PROBLEM REQUIREMENTS = Render the stretch from the line containing "Map the green" through the line containing "323 830 469 858", both included, as a Markdown table with columns No. and Entry. Put the row number under No. and the line under Entry, leaving out any blank lines.

INPUT RECORDS =
___

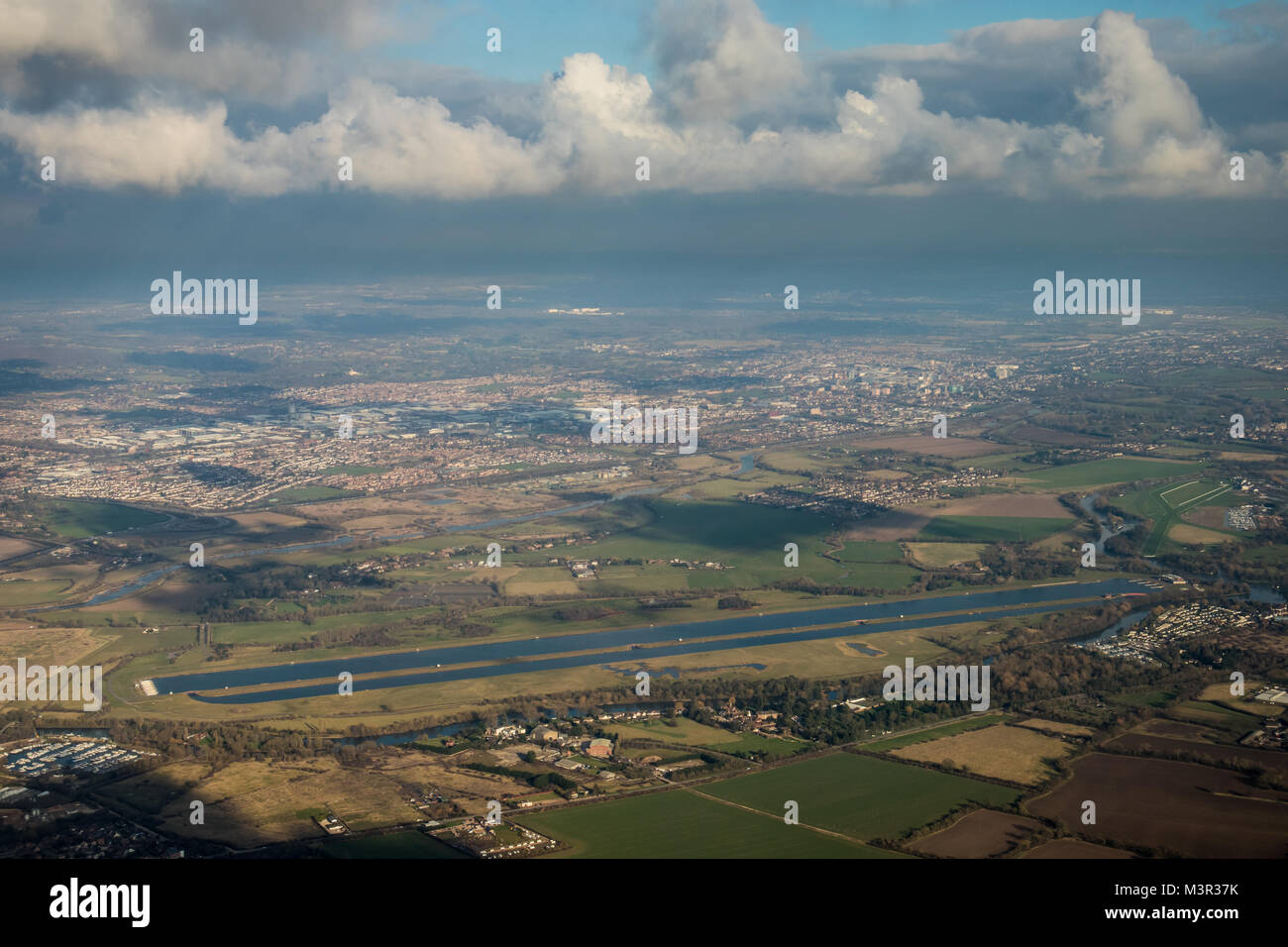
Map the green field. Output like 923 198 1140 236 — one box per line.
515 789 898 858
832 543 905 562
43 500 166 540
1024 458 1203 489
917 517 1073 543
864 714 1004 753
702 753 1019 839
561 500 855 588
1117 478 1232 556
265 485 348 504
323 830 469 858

___

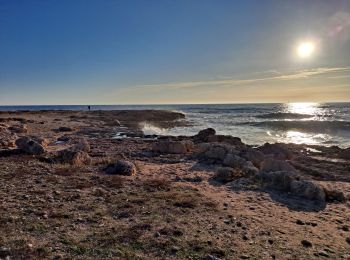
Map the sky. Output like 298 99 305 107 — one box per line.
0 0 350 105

___

ANSWER TO THIS PROBLEM =
| No. | Entry |
|---|---|
| 1 | Map the green field. Output like 923 198 1140 236 — one box per line. |
| 2 | 515 789 898 858 |
| 3 | 832 543 905 562 |
| 4 | 43 500 166 540 |
| 5 | 1024 458 1203 489 |
| 6 | 917 517 1073 543 |
| 7 | 864 714 1004 753 |
| 8 | 702 753 1019 839 |
| 9 | 561 500 855 588 |
| 10 | 1117 478 1232 556 |
| 11 | 265 485 348 504 |
| 12 | 323 830 469 858 |